(Given request): Copy word for word the lines below, starting at the line that contains "horse's nostril, each" and stopping after the line that contains "pixel 312 334", with both of those lines included.

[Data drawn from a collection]

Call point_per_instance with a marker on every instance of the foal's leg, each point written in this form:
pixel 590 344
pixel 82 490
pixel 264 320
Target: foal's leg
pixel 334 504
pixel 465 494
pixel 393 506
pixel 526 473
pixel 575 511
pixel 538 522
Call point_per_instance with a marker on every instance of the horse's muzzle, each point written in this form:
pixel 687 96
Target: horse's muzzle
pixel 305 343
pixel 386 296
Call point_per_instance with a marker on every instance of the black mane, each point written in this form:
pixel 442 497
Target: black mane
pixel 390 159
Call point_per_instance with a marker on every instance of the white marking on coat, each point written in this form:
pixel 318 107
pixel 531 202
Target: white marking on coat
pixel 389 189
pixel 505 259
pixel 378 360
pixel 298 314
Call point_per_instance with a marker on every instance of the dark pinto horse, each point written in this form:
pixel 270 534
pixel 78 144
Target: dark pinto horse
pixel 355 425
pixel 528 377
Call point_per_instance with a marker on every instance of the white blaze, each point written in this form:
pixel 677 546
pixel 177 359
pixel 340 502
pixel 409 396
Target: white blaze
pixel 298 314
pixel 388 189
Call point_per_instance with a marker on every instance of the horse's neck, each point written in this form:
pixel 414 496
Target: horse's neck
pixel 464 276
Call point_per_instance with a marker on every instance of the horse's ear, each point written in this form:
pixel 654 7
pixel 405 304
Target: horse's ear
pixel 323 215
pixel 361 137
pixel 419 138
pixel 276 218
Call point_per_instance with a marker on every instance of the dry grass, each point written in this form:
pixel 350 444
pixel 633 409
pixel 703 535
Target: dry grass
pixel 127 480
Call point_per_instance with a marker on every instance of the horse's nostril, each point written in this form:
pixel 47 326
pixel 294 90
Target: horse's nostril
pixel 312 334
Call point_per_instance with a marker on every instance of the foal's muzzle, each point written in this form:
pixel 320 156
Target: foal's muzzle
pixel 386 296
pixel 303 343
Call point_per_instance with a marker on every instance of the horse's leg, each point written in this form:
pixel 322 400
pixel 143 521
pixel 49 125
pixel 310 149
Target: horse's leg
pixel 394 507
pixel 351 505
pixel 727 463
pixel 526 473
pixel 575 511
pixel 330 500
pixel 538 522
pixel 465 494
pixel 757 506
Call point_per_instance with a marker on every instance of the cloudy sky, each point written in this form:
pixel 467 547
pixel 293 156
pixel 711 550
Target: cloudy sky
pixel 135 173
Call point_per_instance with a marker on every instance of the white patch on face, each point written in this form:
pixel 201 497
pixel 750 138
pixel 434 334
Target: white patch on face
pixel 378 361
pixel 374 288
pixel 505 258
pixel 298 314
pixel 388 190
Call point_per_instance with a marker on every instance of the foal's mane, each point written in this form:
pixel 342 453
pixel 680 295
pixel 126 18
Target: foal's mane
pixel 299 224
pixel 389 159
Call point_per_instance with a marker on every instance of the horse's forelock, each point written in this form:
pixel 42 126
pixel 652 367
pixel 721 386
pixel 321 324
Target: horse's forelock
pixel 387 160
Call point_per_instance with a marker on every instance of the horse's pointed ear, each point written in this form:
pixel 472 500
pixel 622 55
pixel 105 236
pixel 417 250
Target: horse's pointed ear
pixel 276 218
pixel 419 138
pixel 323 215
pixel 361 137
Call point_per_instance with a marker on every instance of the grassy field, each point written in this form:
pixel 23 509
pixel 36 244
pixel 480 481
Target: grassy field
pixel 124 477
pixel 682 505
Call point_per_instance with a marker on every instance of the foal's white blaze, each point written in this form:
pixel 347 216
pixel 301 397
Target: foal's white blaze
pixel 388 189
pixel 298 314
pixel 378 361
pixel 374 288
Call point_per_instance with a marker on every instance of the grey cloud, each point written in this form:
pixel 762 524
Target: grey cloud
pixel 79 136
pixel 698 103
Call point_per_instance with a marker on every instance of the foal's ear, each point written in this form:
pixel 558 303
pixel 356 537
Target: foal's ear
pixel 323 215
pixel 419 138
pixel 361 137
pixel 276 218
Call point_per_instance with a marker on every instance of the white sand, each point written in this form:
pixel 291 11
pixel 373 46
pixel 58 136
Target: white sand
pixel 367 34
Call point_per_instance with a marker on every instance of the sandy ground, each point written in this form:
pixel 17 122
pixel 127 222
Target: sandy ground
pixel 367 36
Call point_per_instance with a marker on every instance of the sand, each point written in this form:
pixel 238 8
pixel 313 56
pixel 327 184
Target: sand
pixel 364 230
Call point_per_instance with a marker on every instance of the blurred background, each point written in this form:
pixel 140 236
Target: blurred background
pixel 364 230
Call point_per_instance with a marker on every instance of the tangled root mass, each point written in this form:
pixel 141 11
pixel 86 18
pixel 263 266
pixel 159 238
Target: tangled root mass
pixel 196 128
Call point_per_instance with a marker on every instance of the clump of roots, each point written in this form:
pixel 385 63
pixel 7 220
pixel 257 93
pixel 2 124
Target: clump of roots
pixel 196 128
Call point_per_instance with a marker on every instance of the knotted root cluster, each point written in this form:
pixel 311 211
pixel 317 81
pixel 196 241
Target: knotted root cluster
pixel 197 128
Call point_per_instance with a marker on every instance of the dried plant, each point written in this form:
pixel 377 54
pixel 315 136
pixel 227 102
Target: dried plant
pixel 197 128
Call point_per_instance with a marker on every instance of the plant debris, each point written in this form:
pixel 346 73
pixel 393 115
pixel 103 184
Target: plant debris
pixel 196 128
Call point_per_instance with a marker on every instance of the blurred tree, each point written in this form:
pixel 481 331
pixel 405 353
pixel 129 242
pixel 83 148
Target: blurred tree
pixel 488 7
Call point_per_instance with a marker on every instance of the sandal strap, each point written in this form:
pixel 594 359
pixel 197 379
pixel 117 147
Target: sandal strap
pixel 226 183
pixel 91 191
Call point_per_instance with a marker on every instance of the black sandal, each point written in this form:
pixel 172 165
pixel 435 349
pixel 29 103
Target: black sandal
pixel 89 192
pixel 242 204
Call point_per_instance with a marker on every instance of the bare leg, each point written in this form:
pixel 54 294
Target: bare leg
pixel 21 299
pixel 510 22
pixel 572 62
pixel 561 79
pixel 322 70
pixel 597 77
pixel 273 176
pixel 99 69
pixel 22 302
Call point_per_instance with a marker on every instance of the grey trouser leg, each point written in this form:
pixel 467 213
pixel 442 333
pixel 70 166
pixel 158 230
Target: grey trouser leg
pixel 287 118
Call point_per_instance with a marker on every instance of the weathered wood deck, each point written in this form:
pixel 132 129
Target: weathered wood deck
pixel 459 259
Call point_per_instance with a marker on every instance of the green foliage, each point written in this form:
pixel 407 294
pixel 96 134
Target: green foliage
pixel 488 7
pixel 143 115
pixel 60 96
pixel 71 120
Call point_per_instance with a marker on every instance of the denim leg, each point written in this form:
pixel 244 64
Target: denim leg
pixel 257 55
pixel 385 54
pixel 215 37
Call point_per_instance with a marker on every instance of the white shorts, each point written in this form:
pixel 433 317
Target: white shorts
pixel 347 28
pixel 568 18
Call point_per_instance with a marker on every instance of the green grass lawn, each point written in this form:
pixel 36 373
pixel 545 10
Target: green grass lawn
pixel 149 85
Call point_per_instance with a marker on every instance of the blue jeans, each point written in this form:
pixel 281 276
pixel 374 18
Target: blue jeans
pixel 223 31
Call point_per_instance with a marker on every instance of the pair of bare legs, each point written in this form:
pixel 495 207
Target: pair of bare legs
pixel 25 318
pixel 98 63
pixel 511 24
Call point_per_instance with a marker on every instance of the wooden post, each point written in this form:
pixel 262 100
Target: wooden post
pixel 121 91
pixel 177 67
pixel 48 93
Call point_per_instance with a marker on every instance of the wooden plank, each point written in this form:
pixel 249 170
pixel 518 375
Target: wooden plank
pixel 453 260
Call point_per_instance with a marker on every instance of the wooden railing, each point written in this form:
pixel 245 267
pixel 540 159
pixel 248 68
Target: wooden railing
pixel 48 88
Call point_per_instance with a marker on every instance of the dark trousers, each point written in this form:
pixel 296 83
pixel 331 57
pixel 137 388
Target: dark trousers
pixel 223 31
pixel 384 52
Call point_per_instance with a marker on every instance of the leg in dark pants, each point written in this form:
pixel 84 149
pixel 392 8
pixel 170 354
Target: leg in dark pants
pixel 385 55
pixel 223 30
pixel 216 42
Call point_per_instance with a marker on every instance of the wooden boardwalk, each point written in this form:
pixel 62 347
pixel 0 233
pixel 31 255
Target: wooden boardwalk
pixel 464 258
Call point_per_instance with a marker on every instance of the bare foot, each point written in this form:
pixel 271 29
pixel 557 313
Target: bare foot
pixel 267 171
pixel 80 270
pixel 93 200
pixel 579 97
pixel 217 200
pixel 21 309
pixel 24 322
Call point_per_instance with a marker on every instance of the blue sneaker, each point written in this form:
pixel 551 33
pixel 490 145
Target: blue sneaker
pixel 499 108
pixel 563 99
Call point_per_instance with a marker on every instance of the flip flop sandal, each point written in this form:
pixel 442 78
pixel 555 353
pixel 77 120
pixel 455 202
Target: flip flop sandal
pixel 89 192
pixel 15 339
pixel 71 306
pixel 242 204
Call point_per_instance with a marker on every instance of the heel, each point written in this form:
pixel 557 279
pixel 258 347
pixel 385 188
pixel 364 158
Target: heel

(Exercise answer):
Call point_per_instance with a marker on every instance of the horse's nostril, each point written in this form:
pixel 47 326
pixel 294 90
Target: horse's nostril
pixel 312 334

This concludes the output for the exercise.